• **Direction a**: According to the album article below, at what position did Between Two Shores debut on the Billboard Folk Albums chart?

• **Text section**:
(begin)

Studio album by Glen Hansard
- Released: 19 January 2018
- Length: 42:48
- Label: Anti-
- Producers: Glen Hansard; Dave Odlum;

Glen Hansard chronology
| Didn't He Ramble (2015) | Between Two Shores (2018) | This Wild Willing (2019) |

= Between Two Shores (Glen Hansard album) =

Between Two Shores is the third studio album by Irish singer-songwriter Glen Hansard. It was released on 19 January 2018 under Anti-.

Professional ratings
Aggregate scores
| Source | Rating |
| Metacritic | 68/100 |
Review scores
| Source | Rating |
| AllMusic | Star Half star |
| Classic Rock | Star |
| Drowned in Sound | 8/10 |
| Exclaim! | 8/10 |
| The Independent | Star |
| Pitchfork | 5.7/10 |
| PopMatters | 5/10 |
| Slant Magazine | Star |
| The Skinny | Star |

==Chart performance==
In Austria it peaked at number 10, number 18 on Belgium's Ultratop Flanders chart, number 185 on Belgium's Ultratop Wallonia chart, number 30 in Netherlands, number 16 in Germany, number 20 in Ireland, number 96 in Italy and number 60 in Scotland. It also peaked on the Billboard charts, debuting on the Top Alternative Albums at number 22, Folk Albums at number 8 and number 42 on the Top Rock Albums.

==Critical reception==
Between Two Shores was met with "generally favourable" reviews from critics. At Metacritic, which assigns a weighted average rating out of 100 to reviews from mainstream publications, this release received an average score of 68, based on 12 reviews.

(end)

• **Direction b**: Return each line of the listing that contains the string "banner", matching case exactly.

Coordinate labeling data
(begin)

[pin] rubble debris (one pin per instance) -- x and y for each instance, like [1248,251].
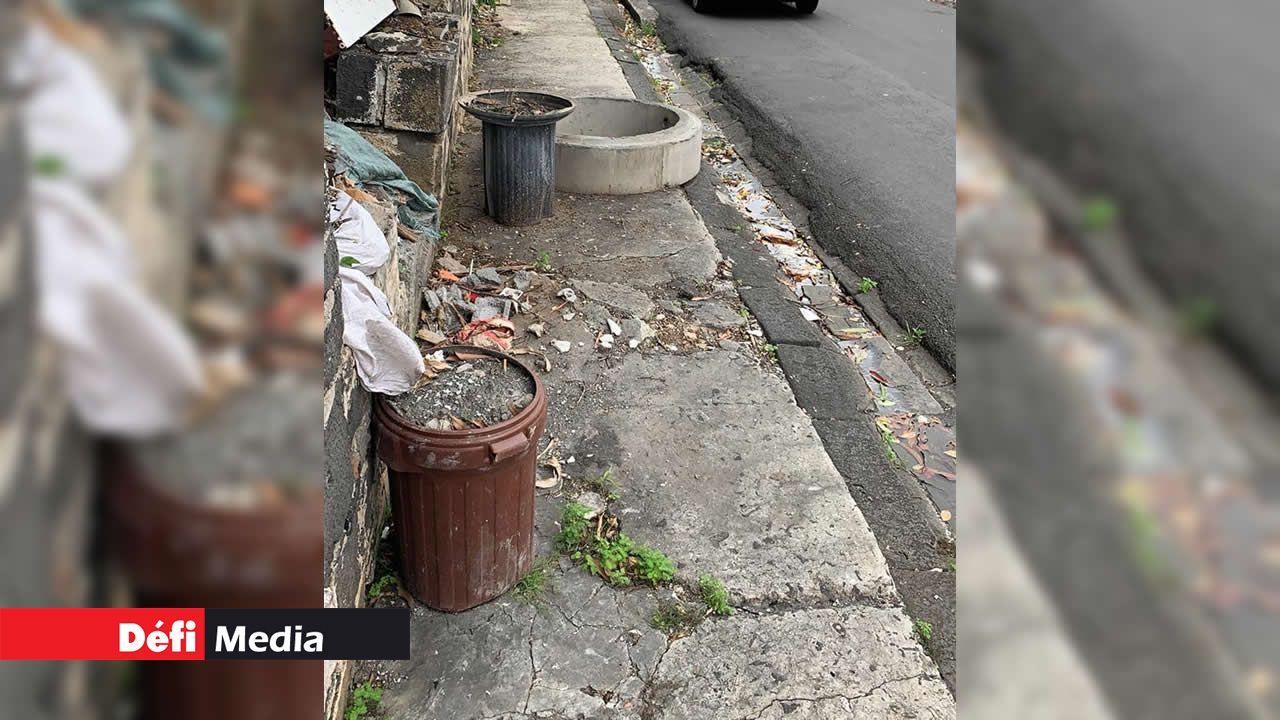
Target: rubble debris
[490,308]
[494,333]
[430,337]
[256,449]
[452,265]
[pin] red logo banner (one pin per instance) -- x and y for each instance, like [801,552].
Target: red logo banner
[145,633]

(end)
(begin)

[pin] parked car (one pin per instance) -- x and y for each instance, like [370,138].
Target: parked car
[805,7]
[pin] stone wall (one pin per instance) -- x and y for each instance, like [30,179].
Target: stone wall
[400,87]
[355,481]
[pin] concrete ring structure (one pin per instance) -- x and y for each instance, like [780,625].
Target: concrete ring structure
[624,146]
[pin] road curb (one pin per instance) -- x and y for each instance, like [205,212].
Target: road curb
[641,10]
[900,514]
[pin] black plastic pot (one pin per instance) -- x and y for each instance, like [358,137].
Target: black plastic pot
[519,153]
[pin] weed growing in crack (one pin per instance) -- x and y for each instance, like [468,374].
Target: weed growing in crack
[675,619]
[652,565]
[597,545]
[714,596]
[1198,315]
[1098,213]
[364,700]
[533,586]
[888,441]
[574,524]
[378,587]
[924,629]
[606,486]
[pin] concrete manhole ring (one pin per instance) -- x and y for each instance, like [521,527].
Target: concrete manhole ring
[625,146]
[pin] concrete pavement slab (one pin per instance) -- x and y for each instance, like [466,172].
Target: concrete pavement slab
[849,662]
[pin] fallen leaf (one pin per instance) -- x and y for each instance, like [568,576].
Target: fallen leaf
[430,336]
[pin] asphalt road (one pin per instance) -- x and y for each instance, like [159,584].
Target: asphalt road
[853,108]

(end)
(begin)

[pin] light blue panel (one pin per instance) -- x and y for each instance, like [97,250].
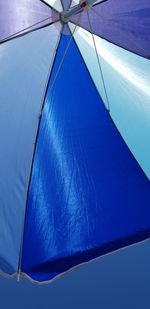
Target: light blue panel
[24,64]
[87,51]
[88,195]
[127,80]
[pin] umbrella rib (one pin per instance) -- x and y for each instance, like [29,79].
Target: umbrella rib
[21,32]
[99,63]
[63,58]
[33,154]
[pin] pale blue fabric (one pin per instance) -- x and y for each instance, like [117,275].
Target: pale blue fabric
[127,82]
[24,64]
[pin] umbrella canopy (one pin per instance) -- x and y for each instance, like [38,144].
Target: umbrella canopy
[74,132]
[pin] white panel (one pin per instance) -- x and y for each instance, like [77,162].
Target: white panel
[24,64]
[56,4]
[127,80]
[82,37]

(end)

• **Full solution a**: Number 8.

• **Full solution b**:
[pin] red logo banner (one pin per instance) -- x and y for each instance, like [801,552].
Target: red logo banner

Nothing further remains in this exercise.